• Instruction:
Go through the listing and copy every line word for word.

• Data entries:
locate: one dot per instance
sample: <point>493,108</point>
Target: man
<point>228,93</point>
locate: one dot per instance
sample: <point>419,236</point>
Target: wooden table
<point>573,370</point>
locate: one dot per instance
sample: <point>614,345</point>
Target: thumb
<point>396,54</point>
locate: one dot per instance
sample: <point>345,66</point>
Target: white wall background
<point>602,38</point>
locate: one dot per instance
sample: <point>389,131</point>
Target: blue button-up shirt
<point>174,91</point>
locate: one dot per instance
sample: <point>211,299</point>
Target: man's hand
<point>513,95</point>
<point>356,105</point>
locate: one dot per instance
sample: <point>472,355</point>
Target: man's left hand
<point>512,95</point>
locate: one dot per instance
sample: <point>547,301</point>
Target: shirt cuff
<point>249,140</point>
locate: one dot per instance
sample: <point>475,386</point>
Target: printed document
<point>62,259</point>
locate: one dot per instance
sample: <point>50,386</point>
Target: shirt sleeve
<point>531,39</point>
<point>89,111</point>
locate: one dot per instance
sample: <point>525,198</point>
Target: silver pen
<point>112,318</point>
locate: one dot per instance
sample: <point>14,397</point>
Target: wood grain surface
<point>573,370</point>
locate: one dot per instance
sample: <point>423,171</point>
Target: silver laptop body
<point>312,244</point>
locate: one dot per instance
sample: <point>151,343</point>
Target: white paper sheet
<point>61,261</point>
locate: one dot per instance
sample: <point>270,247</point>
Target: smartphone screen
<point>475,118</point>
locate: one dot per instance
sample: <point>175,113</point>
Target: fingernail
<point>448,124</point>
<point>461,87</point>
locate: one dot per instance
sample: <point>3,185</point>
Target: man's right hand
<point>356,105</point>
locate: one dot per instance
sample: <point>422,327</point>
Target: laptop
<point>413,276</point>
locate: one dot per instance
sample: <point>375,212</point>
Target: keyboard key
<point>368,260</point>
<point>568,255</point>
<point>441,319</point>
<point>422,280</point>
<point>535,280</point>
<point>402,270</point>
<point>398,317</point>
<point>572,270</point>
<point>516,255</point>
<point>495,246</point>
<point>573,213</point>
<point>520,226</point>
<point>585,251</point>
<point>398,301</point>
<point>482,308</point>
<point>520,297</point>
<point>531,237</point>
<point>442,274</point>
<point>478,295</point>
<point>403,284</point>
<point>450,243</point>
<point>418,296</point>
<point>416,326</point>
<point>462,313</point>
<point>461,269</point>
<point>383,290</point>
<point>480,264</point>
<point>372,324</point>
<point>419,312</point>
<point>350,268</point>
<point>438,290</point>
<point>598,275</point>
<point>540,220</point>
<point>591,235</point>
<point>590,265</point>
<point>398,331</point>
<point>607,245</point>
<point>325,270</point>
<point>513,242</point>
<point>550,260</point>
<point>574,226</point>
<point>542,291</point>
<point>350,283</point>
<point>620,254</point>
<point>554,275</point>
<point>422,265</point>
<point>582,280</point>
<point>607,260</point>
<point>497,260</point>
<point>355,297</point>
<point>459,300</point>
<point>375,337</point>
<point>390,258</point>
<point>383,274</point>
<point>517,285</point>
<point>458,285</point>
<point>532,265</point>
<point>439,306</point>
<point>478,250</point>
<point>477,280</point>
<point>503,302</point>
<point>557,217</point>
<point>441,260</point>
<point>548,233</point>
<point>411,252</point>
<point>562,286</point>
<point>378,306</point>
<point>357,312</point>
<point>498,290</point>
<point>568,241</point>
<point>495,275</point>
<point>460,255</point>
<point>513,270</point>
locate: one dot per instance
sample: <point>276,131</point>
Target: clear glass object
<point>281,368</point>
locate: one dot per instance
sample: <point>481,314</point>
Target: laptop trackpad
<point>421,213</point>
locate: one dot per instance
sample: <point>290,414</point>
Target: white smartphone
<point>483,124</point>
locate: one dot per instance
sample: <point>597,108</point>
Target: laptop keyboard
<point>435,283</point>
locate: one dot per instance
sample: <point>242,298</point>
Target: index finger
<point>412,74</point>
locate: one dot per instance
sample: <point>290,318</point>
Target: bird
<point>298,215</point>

• Response for this exercise:
locate: one dot per instance
sample: <point>493,108</point>
Target: man
<point>228,93</point>
locate: one dot per instance
sample: <point>419,236</point>
Target: wooden table
<point>573,370</point>
locate: one dot per instance
sample: <point>614,345</point>
Target: thumb
<point>396,54</point>
locate: one dot per instance
sample: <point>345,66</point>
Target: white wall background
<point>602,38</point>
locate: one dot per instance
sample: <point>389,131</point>
Target: blue button-up shirt
<point>174,91</point>
locate: one dot per instance
sample: <point>211,299</point>
Target: man's hand
<point>513,95</point>
<point>356,105</point>
locate: one dot per instance
sample: <point>472,355</point>
Target: man's left hand
<point>512,95</point>
locate: one dot per instance
sample: <point>547,301</point>
Target: shirt cuff
<point>249,140</point>
locate: one dot per instance
sample: <point>475,386</point>
Target: printed document
<point>62,259</point>
locate: one dot per instance
sample: <point>50,386</point>
Target: shirt sleeve
<point>531,39</point>
<point>89,111</point>
locate: one dot per instance
sample: <point>525,198</point>
Target: silver pen
<point>112,318</point>
locate: one dot per instance
sample: <point>14,397</point>
Target: wood grain surface
<point>573,370</point>
locate: one dot per instance
sample: <point>423,171</point>
Target: silver laptop body
<point>312,244</point>
locate: one dot per instance
sample: <point>151,343</point>
Target: white paper sheet
<point>61,261</point>
locate: one dot per instance
sample: <point>270,247</point>
Target: smartphone screen
<point>475,118</point>
locate: one dot per instance
sample: <point>175,113</point>
Target: fingernail
<point>448,124</point>
<point>461,87</point>
locate: one dot per instance
sample: <point>3,185</point>
Target: man's right hand
<point>356,105</point>
locate: one dot per instance
sample: <point>422,327</point>
Target: laptop
<point>413,276</point>
locate: one dot per instance
sample: <point>375,212</point>
Target: keyboard key
<point>368,260</point>
<point>568,255</point>
<point>441,319</point>
<point>422,280</point>
<point>535,280</point>
<point>402,270</point>
<point>398,317</point>
<point>572,270</point>
<point>516,255</point>
<point>495,246</point>
<point>573,213</point>
<point>520,226</point>
<point>585,251</point>
<point>398,301</point>
<point>482,308</point>
<point>520,297</point>
<point>531,237</point>
<point>442,274</point>
<point>478,295</point>
<point>403,284</point>
<point>450,243</point>
<point>418,296</point>
<point>416,326</point>
<point>462,313</point>
<point>461,269</point>
<point>383,290</point>
<point>480,264</point>
<point>372,324</point>
<point>419,312</point>
<point>350,268</point>
<point>438,290</point>
<point>598,275</point>
<point>540,220</point>
<point>591,235</point>
<point>590,265</point>
<point>398,331</point>
<point>607,245</point>
<point>325,270</point>
<point>513,242</point>
<point>550,260</point>
<point>574,226</point>
<point>542,291</point>
<point>350,283</point>
<point>620,254</point>
<point>554,275</point>
<point>422,265</point>
<point>582,280</point>
<point>607,260</point>
<point>497,260</point>
<point>355,297</point>
<point>459,300</point>
<point>375,337</point>
<point>390,258</point>
<point>383,274</point>
<point>517,285</point>
<point>458,285</point>
<point>532,265</point>
<point>439,306</point>
<point>478,250</point>
<point>477,280</point>
<point>503,302</point>
<point>557,217</point>
<point>441,260</point>
<point>548,233</point>
<point>411,252</point>
<point>562,286</point>
<point>378,306</point>
<point>357,312</point>
<point>498,290</point>
<point>568,241</point>
<point>495,275</point>
<point>460,255</point>
<point>513,270</point>
locate: one dot per instance
sample: <point>276,131</point>
Target: clear glass object
<point>281,368</point>
locate: one dot per instance
sample: <point>481,314</point>
Target: laptop trackpad
<point>421,213</point>
locate: one dot per instance
sample: <point>290,414</point>
Target: white smartphone
<point>483,124</point>
locate: one dot per instance
sample: <point>597,108</point>
Target: laptop keyboard
<point>435,283</point>
locate: one dot per instance
sample: <point>242,298</point>
Target: index finger
<point>412,74</point>
locate: one dot per instance
sample: <point>290,318</point>
Target: bird
<point>298,215</point>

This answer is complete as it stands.